* _WRITTEN TASK_: Rewrite everything from the line containing "of the twig" down to the line containing "x=95, y=666", both included, with the wording left as it is. Multiply each x and y coordinate in those lines by 1.25 and round to whole numbers, with halves rounded up.

* _PROVIDED RECORDS_:
------------------------------------
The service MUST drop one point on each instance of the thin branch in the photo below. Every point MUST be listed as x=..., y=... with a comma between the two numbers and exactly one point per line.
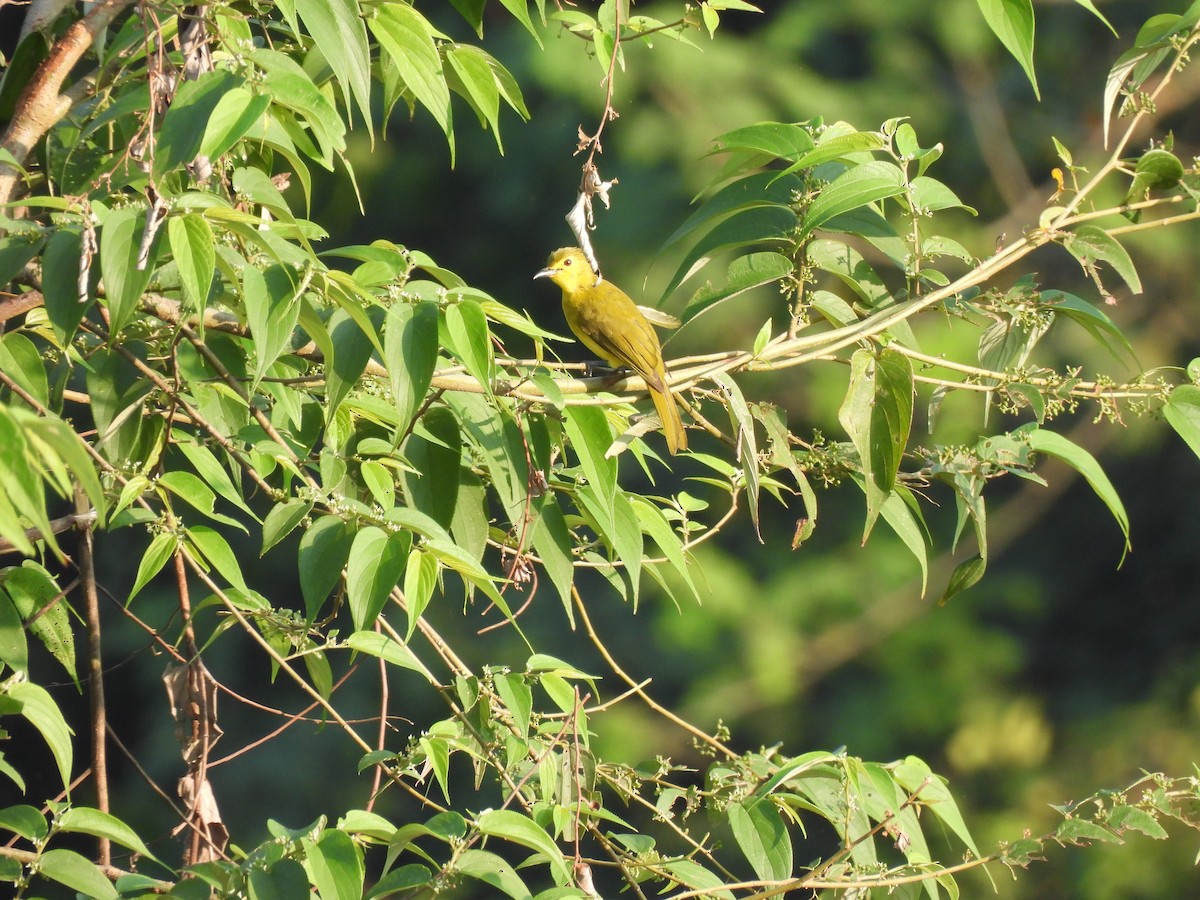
x=636, y=685
x=99, y=711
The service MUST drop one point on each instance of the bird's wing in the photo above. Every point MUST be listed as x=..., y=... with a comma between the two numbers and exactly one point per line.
x=639, y=355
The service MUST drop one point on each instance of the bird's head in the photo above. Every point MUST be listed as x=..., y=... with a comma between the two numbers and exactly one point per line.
x=569, y=269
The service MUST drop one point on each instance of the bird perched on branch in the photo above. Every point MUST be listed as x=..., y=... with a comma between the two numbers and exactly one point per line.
x=611, y=325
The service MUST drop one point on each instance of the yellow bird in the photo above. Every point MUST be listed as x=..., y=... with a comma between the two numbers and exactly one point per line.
x=611, y=325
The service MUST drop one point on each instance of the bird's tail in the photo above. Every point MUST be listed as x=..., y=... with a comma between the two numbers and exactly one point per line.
x=672, y=425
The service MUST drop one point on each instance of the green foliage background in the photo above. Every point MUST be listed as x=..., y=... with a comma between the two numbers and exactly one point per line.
x=1062, y=671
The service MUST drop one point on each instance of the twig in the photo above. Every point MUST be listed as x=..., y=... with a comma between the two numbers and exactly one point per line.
x=636, y=685
x=95, y=666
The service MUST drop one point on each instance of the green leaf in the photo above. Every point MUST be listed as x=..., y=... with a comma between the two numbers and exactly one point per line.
x=471, y=340
x=1012, y=22
x=891, y=415
x=834, y=147
x=373, y=568
x=282, y=520
x=161, y=549
x=193, y=247
x=420, y=580
x=492, y=870
x=744, y=274
x=517, y=697
x=216, y=550
x=1125, y=817
x=1083, y=832
x=1090, y=317
x=1091, y=245
x=97, y=823
x=352, y=349
x=930, y=196
x=520, y=829
x=761, y=189
x=27, y=821
x=552, y=543
x=77, y=873
x=402, y=879
x=375, y=643
x=1056, y=445
x=1091, y=7
x=187, y=118
x=39, y=708
x=966, y=574
x=520, y=10
x=36, y=597
x=234, y=115
x=877, y=417
x=273, y=310
x=763, y=839
x=472, y=70
x=905, y=520
x=858, y=186
x=119, y=246
x=587, y=429
x=335, y=864
x=775, y=139
x=13, y=647
x=753, y=225
x=285, y=879
x=1158, y=169
x=291, y=87
x=196, y=493
x=411, y=353
x=60, y=283
x=1182, y=413
x=407, y=37
x=913, y=774
x=336, y=28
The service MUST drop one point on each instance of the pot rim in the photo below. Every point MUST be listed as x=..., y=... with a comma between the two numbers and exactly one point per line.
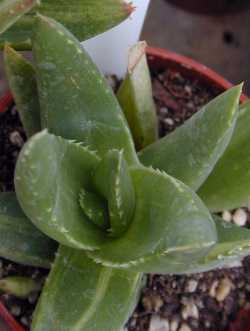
x=184, y=65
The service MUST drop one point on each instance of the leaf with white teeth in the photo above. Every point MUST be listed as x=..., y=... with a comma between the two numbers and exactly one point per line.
x=169, y=220
x=94, y=208
x=76, y=100
x=82, y=295
x=113, y=181
x=20, y=240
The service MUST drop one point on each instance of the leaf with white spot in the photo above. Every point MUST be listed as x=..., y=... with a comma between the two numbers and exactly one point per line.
x=228, y=186
x=22, y=80
x=20, y=240
x=192, y=150
x=95, y=208
x=82, y=295
x=13, y=10
x=113, y=181
x=84, y=18
x=50, y=174
x=169, y=220
x=136, y=98
x=76, y=100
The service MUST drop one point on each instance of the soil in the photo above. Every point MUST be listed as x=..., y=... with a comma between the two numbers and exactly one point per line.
x=206, y=301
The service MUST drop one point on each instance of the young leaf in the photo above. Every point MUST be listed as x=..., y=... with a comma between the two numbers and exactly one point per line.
x=20, y=287
x=169, y=218
x=100, y=298
x=84, y=18
x=192, y=150
x=94, y=208
x=22, y=80
x=76, y=101
x=136, y=99
x=12, y=10
x=113, y=181
x=228, y=186
x=48, y=189
x=20, y=241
------------------------------------
* _EXPECTED OUTPUT_:
The service MUST drop one point on each instance of the twig in the photo above. Every point MUST be listed as x=..., y=... with a comma between the two numbers and exactly one point per line.
x=795, y=856
x=119, y=833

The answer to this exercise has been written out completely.